<<<<

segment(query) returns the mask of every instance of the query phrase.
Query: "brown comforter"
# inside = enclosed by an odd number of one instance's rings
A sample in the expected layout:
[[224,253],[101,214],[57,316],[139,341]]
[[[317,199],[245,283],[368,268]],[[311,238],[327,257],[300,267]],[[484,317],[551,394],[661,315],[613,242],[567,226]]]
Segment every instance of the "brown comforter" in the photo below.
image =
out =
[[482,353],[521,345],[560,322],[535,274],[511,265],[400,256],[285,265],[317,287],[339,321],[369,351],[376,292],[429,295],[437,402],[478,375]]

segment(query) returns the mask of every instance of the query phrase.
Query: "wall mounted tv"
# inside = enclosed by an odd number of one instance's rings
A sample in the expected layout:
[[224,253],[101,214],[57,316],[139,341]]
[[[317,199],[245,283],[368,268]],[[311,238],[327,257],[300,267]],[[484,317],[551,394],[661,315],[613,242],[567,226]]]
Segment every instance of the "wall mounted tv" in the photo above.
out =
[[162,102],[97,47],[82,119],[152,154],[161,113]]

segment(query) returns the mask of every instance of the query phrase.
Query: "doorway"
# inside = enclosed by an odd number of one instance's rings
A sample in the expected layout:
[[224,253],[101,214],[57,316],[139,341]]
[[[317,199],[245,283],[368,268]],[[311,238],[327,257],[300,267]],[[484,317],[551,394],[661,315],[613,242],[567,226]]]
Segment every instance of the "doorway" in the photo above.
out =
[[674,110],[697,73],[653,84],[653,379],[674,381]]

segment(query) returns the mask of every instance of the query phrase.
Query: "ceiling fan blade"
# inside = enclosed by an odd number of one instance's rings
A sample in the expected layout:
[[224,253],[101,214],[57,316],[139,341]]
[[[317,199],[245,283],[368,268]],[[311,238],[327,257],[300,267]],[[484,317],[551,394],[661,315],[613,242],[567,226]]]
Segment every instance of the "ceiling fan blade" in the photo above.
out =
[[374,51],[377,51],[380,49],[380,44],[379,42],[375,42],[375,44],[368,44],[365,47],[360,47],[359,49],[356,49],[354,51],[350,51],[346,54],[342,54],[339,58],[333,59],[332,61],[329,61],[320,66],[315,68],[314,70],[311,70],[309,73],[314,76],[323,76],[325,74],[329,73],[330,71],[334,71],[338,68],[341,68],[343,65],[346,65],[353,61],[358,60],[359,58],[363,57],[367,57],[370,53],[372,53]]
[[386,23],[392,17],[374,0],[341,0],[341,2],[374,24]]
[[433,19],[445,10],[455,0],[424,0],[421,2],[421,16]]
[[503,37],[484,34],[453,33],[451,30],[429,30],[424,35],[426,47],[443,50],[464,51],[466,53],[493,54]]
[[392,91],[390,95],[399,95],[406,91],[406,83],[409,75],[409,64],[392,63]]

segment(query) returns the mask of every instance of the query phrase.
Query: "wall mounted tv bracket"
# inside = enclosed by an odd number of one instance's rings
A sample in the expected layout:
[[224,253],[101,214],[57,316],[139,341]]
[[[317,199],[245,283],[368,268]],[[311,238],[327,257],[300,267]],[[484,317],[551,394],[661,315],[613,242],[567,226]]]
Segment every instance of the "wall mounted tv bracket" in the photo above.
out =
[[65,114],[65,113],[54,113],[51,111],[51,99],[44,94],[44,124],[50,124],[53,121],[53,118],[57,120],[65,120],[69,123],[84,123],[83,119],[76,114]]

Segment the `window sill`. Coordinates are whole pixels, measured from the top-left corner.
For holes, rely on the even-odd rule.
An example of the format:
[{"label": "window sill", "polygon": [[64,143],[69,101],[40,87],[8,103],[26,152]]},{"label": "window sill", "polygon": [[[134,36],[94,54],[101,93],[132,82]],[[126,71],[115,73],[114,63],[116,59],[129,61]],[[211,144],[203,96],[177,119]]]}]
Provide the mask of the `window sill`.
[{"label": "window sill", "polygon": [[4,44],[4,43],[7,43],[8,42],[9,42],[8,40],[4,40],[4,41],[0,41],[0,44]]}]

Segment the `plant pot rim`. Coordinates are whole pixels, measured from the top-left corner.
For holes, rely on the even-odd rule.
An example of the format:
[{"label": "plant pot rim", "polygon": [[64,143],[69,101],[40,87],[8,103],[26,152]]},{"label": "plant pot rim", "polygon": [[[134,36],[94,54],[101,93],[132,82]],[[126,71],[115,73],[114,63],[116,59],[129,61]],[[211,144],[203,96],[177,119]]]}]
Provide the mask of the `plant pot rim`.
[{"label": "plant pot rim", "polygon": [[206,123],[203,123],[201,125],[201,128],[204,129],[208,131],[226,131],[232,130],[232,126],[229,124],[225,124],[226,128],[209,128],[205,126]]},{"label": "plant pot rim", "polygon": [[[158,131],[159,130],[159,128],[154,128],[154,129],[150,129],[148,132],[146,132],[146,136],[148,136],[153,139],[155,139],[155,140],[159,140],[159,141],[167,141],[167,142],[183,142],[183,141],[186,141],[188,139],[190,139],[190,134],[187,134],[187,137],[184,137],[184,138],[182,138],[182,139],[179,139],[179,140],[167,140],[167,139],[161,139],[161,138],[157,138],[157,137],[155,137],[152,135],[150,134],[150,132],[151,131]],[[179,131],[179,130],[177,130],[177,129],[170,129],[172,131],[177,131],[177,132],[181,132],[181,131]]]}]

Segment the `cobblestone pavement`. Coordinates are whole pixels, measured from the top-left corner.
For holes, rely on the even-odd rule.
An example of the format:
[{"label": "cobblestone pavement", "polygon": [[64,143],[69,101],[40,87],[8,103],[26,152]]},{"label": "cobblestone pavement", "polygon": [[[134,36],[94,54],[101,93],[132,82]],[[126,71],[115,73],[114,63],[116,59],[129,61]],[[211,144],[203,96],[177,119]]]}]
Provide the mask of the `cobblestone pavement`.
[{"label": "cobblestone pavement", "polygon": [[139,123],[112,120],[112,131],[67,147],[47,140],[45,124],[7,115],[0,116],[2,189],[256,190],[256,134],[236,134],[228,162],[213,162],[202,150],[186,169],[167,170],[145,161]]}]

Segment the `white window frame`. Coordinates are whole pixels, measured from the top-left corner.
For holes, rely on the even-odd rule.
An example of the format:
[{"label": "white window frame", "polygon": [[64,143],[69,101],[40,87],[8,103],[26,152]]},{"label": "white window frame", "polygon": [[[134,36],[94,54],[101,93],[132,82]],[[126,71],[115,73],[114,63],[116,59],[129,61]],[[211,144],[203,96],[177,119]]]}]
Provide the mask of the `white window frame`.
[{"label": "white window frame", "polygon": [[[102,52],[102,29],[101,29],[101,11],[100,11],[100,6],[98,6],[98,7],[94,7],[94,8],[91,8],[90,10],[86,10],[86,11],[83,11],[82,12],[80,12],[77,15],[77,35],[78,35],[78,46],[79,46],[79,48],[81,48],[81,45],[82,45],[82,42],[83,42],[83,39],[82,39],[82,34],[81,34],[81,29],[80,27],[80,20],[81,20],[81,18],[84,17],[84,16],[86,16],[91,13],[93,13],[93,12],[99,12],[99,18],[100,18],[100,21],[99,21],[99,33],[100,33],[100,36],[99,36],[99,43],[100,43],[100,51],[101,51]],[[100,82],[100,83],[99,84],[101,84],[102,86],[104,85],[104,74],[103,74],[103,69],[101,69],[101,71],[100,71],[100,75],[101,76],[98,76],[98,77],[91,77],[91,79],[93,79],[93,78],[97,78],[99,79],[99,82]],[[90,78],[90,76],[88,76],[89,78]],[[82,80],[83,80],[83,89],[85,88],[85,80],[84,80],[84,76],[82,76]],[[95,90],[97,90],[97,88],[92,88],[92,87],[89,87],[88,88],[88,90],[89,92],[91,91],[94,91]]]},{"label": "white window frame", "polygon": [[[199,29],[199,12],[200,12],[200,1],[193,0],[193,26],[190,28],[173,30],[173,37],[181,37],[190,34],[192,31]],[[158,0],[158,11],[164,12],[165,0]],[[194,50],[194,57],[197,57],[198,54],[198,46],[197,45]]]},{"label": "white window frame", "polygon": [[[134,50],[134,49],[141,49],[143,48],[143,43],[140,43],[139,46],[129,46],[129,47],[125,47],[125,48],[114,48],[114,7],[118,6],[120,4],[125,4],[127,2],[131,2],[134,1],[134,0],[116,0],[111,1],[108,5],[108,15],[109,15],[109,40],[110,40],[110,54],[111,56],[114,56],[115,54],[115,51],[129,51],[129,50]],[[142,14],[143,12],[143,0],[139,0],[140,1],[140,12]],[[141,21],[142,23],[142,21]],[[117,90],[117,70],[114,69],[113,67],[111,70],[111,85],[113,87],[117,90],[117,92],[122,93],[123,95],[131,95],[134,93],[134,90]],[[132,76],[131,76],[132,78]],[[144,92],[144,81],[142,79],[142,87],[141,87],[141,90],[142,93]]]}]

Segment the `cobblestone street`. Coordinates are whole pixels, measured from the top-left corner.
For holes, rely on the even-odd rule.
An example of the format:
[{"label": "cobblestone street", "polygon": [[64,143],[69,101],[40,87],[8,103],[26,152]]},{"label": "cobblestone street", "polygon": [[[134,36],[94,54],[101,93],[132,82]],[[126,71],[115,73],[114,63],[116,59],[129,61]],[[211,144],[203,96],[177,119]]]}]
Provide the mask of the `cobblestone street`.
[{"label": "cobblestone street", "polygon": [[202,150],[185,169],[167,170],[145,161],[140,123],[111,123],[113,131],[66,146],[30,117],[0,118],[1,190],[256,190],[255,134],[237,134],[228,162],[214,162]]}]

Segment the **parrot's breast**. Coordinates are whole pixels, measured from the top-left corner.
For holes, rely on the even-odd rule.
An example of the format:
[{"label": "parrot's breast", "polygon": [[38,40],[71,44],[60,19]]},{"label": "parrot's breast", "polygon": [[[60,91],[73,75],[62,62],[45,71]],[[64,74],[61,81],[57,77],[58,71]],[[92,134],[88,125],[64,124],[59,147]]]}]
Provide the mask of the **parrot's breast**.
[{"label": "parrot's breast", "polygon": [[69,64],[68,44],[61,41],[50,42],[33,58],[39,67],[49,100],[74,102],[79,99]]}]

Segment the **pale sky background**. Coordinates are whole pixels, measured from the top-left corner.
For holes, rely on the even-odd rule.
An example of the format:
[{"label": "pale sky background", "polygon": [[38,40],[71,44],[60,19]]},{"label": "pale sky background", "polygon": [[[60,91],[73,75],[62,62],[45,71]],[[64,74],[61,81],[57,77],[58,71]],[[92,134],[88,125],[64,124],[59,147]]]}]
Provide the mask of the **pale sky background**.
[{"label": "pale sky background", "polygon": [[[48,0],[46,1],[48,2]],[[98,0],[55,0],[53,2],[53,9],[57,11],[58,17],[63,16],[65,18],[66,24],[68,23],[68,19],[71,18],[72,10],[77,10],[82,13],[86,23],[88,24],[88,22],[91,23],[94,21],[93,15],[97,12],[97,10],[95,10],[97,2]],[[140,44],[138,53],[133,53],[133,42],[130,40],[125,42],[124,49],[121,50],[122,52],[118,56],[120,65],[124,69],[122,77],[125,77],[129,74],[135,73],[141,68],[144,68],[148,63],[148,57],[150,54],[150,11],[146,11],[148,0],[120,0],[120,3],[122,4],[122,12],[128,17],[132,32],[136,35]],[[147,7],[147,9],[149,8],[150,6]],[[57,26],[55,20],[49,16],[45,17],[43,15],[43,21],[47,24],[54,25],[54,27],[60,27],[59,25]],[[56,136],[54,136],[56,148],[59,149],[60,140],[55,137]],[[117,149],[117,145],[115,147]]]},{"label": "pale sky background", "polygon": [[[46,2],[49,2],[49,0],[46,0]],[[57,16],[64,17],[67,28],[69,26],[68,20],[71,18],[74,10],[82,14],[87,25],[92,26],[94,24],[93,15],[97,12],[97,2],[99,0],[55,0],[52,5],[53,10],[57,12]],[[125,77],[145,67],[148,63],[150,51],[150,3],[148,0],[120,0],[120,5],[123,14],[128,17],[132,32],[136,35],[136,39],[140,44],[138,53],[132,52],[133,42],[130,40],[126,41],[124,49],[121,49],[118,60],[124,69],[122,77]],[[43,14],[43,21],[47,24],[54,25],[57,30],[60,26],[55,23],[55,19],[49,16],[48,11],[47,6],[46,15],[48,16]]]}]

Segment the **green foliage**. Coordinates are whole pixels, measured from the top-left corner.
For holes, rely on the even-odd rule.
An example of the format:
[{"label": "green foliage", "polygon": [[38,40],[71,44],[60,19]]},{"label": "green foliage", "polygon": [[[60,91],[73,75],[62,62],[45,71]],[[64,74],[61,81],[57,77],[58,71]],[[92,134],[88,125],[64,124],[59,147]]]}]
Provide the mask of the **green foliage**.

>>>>

:: Exercise instructions ::
Please retype, exactly as written, every line from the line containing "Segment the **green" through the last line of the records above, including both of those lines, and nothing else.

:: Task response ::
Segment the **green foliage**. Coordinates are whole pixels, measured from the top-left corner.
For holes, rely on the even-odd rule.
An example of the format:
[{"label": "green foliage", "polygon": [[38,40],[71,44],[60,19]]},{"label": "green foliage", "polygon": [[[60,91],[73,75],[62,62],[45,71]],[[64,74],[61,81],[57,77],[58,71]],[[92,134],[88,125],[64,124],[59,147]]]}]
Provide the mask of the **green foliage**.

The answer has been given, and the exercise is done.